---- Page excerpt

We should revisit literate programming in the agent era
Perceived Problems with Traditional Literate Programming
- Main historical failure mode: prose drifts away from code because it’s not executable or testable.
- Comments and narrative can “lie” about behavior; there’s no compiler for prose.
- Natural language is inherently ambiguous; adding more of it can increase confusion rather than clarity.
- Code is navigated as a graph (jumping between definitions and uses), whereas narrative is linear, which doesn’t match how people or tools read large codebases.
Documentation, Comments, and “Why”
- Broad agreement that code shows what/how; documentation and comments are most valuable for why and why not (business rules, tradeoffs, hardware quirks, rejected approaches).
- Disagreement on density of comments: some see “lots of comments” as a code smell; others see it as professionalism and a gift to future maintainers.
- Tests, commit messages, and VCS history are proposed as alternative or complementary carriers of intent, with debate over whether they’re more discoverable than inline comments.

--------
---- Supplied information

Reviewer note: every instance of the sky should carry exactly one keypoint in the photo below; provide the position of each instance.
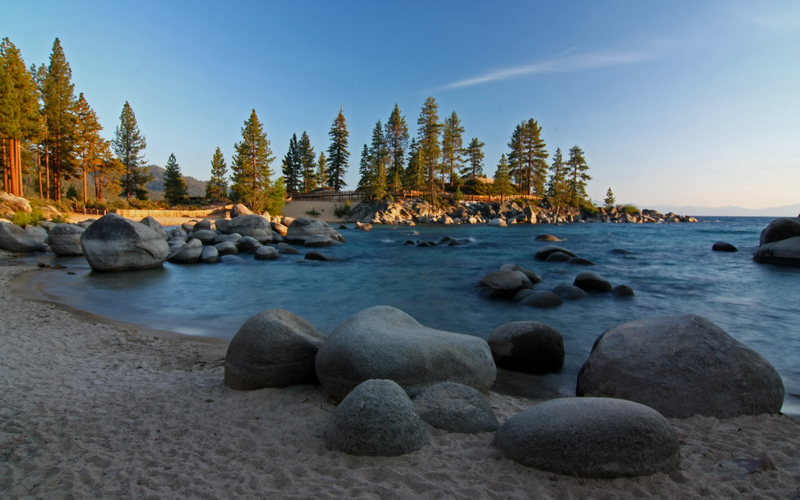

--------

What you are asked to do -> Please explain why, according to the literate programming summary, a linear narrative doesn't match how people or tools read large codebases.

Answer space -> Code is navigated as a graph, with readers jumping between definitions and uses. A narrative is linear, so it doesn't fit that way of reading.